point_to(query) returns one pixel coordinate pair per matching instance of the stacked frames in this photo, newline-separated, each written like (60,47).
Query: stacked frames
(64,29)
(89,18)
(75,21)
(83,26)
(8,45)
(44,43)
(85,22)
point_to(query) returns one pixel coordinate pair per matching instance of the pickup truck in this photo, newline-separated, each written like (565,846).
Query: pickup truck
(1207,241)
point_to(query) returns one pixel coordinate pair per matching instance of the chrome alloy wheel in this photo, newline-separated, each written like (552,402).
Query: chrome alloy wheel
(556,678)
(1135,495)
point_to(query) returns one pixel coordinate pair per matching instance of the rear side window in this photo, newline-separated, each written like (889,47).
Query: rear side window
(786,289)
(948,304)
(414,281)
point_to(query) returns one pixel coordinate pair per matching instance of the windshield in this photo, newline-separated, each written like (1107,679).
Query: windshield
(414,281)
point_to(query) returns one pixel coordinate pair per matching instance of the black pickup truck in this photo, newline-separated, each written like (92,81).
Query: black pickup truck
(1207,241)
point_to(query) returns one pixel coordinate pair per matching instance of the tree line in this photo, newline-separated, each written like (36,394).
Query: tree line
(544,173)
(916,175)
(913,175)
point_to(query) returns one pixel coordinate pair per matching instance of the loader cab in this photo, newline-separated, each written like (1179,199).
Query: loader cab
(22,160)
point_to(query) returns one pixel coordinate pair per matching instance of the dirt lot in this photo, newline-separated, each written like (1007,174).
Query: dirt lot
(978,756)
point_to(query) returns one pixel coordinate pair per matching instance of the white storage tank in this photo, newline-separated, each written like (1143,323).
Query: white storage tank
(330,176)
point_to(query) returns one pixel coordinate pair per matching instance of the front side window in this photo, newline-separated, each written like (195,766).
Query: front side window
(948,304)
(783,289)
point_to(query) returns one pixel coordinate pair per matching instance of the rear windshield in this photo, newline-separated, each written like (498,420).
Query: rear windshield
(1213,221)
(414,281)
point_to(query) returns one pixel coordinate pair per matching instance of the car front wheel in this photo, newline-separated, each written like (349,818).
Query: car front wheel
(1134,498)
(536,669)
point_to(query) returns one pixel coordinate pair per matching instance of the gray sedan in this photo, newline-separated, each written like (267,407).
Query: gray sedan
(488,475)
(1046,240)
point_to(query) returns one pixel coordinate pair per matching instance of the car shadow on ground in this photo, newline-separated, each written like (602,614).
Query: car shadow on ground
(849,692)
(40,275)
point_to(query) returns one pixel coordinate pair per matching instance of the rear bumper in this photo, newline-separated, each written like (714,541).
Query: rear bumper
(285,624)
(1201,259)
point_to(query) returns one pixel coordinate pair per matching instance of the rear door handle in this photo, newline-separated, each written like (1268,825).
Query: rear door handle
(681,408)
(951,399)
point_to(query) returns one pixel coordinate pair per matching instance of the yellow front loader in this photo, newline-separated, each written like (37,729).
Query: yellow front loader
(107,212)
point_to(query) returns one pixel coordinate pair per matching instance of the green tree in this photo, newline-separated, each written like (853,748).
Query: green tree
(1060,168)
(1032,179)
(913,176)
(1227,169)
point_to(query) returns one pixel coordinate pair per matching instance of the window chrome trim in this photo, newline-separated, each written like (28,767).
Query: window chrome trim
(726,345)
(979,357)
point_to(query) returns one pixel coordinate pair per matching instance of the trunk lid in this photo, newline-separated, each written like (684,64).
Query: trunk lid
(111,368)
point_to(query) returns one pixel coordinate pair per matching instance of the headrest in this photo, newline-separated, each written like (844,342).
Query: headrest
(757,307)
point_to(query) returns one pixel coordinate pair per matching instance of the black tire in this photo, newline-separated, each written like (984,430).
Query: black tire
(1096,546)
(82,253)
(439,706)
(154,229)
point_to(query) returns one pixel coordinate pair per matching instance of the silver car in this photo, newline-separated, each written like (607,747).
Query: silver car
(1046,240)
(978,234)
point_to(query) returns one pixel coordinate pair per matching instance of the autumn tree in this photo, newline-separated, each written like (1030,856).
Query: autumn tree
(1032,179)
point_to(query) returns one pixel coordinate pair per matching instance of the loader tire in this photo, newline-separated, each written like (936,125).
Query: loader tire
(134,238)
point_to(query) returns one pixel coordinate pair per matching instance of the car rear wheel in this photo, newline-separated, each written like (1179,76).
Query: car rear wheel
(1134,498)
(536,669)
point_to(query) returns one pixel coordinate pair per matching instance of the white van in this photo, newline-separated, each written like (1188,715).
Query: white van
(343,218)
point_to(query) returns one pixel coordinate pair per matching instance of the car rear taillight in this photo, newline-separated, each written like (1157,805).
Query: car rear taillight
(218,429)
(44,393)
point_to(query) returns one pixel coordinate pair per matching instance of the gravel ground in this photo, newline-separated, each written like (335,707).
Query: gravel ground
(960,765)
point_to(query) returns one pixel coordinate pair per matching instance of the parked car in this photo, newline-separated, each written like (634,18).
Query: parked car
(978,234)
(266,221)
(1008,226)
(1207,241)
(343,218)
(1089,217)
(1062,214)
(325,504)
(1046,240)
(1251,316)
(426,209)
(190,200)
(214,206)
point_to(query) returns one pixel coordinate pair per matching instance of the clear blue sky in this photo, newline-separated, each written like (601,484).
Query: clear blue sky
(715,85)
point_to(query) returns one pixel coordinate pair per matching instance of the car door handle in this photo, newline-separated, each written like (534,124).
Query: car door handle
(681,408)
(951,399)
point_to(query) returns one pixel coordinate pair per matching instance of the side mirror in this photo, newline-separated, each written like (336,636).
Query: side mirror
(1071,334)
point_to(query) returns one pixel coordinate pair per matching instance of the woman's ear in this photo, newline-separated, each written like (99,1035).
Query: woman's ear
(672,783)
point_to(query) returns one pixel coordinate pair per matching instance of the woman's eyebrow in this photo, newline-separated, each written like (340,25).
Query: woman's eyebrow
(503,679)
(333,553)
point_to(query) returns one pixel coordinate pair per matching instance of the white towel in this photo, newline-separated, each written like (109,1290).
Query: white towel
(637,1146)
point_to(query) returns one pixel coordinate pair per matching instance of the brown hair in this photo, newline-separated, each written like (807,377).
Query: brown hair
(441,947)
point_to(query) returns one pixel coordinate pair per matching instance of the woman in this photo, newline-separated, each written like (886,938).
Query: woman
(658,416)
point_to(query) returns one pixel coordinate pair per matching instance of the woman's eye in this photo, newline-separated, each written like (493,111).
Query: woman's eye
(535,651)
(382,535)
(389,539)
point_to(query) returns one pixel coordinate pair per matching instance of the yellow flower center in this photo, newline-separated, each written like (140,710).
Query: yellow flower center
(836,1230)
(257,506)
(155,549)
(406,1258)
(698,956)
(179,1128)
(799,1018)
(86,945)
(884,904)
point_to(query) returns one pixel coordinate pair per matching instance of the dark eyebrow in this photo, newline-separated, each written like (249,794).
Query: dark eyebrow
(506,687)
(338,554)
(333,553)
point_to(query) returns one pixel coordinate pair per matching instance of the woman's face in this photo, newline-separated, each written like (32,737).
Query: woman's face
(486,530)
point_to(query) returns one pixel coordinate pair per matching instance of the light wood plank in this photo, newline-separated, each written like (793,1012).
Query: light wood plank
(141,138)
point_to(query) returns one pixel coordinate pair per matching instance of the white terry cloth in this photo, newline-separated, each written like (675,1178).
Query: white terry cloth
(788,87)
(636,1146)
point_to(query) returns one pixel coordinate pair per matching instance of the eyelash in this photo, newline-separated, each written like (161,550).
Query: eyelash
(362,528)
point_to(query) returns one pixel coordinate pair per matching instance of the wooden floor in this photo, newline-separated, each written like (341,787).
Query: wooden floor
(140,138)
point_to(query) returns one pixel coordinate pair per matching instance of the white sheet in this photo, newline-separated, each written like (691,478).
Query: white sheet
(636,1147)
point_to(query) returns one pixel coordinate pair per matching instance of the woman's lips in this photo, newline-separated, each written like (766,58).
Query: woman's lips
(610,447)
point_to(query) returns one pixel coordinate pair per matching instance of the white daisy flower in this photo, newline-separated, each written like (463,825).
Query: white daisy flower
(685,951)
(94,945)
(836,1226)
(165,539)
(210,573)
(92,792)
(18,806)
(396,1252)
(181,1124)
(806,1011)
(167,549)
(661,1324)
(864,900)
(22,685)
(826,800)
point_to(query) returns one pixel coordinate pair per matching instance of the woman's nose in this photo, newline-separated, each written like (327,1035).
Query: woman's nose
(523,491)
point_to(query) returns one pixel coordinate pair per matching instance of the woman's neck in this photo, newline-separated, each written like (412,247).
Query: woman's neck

----------------

- [Task objective]
Copy out the material word for word, starting with the line that contains "written like (412,247)." and continuing through the end of the material.

- [Result for this task]
point_to(query) returns one pixel coordinate pair per matching instance of the woman's neck in this photo, newline-separated, each written like (412,247).
Query: woman's neck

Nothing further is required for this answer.